> **Records of labeled points**
★ ★ ★ ★

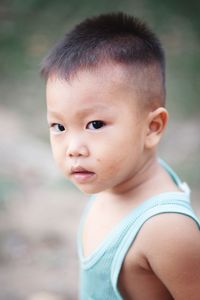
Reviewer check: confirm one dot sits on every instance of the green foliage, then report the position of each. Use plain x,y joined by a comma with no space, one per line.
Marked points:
28,28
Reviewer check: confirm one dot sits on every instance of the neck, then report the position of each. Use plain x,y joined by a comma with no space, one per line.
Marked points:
137,182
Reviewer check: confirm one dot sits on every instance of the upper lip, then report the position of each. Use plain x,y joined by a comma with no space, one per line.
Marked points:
79,169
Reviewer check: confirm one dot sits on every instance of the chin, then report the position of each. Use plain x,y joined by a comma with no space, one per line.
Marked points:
89,190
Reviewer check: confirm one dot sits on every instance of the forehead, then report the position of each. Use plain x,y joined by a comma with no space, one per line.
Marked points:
99,88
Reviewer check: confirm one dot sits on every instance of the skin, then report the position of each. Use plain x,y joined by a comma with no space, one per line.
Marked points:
115,158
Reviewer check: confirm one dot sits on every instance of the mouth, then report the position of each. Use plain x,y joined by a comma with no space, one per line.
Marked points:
81,175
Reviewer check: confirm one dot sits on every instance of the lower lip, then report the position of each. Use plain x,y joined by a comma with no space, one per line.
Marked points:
82,177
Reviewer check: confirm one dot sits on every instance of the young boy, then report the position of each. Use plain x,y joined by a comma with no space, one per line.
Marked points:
139,237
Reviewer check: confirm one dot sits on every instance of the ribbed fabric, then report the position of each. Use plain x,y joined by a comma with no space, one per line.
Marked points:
99,272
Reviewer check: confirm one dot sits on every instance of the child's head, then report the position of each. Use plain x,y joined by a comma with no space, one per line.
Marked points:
105,100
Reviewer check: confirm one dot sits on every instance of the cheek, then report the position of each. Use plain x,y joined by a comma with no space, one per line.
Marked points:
57,153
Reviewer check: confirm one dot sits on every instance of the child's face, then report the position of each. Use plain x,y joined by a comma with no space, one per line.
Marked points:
97,130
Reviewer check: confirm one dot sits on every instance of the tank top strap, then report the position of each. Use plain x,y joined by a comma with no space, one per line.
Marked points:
166,203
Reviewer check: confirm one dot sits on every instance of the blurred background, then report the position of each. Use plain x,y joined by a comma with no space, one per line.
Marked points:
39,209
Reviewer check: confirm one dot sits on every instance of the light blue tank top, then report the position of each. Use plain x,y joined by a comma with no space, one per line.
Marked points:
99,272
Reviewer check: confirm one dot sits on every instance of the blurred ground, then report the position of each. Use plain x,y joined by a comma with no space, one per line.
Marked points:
39,212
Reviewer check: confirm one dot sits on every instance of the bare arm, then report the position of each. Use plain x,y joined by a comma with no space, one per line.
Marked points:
173,253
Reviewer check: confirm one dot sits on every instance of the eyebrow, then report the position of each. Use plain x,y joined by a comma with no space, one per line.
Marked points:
84,112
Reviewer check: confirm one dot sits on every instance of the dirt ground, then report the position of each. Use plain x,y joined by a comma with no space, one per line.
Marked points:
39,215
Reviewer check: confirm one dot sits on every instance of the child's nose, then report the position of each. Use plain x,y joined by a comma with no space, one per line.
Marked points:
76,148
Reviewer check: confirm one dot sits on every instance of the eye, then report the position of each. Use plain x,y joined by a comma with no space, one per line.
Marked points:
94,125
57,127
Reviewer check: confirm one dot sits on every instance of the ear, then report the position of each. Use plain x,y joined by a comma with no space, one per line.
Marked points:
157,121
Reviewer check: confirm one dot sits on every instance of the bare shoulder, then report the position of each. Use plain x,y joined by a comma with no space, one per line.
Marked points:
171,245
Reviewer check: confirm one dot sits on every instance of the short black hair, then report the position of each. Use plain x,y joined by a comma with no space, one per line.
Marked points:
113,37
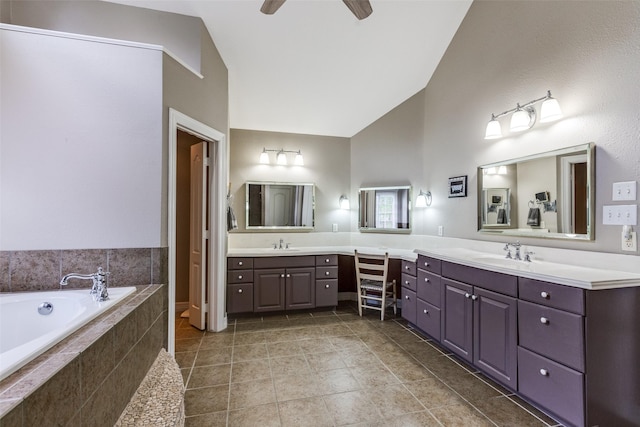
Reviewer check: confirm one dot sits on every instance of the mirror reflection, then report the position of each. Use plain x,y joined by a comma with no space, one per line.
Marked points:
277,205
384,209
545,195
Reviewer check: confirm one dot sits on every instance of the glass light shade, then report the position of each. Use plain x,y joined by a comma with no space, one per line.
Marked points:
281,158
494,131
521,120
344,203
264,157
550,110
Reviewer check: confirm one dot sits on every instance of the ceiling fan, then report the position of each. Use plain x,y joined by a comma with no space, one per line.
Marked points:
360,8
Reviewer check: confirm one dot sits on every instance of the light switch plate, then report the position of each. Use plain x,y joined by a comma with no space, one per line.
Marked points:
624,190
620,215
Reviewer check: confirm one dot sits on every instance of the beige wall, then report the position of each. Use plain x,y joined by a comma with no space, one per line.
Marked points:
587,53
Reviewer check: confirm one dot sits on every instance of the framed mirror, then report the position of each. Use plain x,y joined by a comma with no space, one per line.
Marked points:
547,195
385,209
280,206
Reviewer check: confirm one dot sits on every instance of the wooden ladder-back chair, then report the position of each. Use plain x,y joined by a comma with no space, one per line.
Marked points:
374,290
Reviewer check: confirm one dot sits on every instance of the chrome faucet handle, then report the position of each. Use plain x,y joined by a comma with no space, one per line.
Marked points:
527,255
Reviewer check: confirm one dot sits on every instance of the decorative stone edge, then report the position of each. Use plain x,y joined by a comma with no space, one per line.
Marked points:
159,400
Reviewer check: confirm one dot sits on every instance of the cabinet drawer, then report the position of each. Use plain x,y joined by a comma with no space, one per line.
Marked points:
409,281
240,276
326,272
552,385
408,305
326,260
552,295
497,282
327,293
239,263
429,264
240,298
428,287
553,333
409,267
428,318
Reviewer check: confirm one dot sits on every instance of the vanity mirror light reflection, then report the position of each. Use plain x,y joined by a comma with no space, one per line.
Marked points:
280,206
548,195
385,209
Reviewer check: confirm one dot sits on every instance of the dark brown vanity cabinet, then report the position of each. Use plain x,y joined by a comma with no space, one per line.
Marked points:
239,285
479,320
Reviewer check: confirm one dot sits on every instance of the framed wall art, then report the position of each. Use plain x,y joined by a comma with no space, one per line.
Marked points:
458,186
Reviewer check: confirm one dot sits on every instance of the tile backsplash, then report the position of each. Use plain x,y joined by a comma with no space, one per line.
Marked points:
42,270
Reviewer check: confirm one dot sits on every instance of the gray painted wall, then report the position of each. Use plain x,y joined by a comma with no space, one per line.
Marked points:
586,53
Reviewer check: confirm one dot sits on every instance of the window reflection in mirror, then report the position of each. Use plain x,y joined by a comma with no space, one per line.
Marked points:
550,194
385,209
277,205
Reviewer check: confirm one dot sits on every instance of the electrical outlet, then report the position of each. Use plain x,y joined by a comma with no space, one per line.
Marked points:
631,244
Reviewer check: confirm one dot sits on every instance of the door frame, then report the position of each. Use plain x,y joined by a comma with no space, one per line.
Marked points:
216,313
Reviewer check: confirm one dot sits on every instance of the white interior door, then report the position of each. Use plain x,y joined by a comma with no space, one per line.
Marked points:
198,236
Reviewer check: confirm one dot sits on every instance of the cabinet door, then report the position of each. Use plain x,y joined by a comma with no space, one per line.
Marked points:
457,318
268,290
495,346
409,305
300,288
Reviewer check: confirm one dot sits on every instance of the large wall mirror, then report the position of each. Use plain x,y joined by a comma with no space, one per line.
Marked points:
280,205
385,209
549,195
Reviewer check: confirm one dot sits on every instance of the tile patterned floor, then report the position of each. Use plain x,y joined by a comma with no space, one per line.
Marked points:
334,368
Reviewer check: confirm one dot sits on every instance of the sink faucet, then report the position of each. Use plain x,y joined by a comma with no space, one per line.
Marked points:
516,245
99,288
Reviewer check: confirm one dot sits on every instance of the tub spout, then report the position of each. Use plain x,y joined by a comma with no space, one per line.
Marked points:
99,288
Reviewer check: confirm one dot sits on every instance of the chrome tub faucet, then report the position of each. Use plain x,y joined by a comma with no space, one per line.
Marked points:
99,288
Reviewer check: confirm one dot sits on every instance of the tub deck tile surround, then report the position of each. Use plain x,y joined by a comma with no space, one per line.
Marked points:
37,270
88,378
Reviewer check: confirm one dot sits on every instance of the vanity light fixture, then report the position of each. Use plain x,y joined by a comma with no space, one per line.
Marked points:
344,202
423,199
281,157
524,116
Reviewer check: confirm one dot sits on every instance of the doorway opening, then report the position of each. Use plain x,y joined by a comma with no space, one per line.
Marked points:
196,224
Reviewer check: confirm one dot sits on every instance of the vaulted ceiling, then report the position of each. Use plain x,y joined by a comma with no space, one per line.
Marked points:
312,67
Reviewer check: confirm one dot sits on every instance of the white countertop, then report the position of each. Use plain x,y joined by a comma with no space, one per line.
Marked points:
565,274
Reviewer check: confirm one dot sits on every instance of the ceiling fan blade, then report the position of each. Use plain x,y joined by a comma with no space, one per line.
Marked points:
269,7
360,8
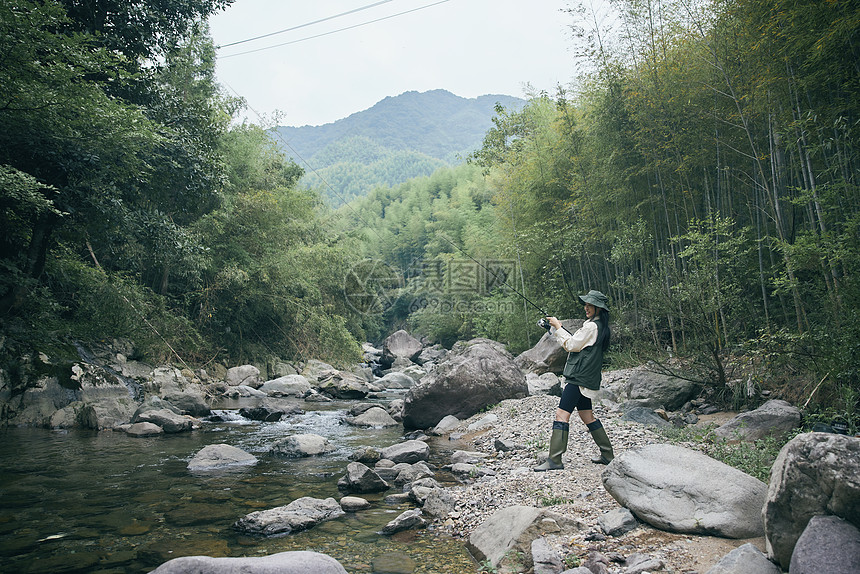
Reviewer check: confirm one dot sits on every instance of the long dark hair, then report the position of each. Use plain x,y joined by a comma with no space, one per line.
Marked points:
604,333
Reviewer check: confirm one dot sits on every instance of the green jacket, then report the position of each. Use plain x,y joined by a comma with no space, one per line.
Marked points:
583,368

★ ★ ★ ★

> **TO BE DONE**
Everything from the line with "the vanity light" through the final line of the records above should be written out exactly, minus the pictures.

> **SOLVED PROBLEM**
Reviewer check: confirm one dot sits on every instance of the vanity light fixture, then report the position of each. Use plain x,y joined by a comma with no space, one per line.
Marked points:
344,202
423,199
281,157
524,116
Reviewer check: confirm one dot sits on every instance of the doorway opening, then report the position of each. Use plain x,y joined by a comma with no space, one per line.
Marked points:
196,224
Reviewer check: confirm one dot sits on every instance of the vaulted ceiling, then report the position of each. Use plain x,y joined by a comma with no space, one per line.
Marked points:
312,67
Reviewer check: confirm one dot sits on every instance of the white countertop, then report the position of each. Use plain x,y joined by a comma with no space, one per line.
Marked points:
565,274
Reviewer check: confirm one dot sits on every instance of the ceiling fan blade, then report the position of each. Use plain x,y joined by a comma with no space, one per line.
Marked points:
269,7
360,8
Reviewer check: confirm one dot sits on every instance of the long dark hair, then report the position of each. Use plain x,y joined by a comma with no space, one per line.
Marked points:
604,333
Reviewer check: confirm one dot sits on every instance of the green jacket, then report the position of each. Use plain x,y joined by a comma with no space, one per line.
Marked points:
583,368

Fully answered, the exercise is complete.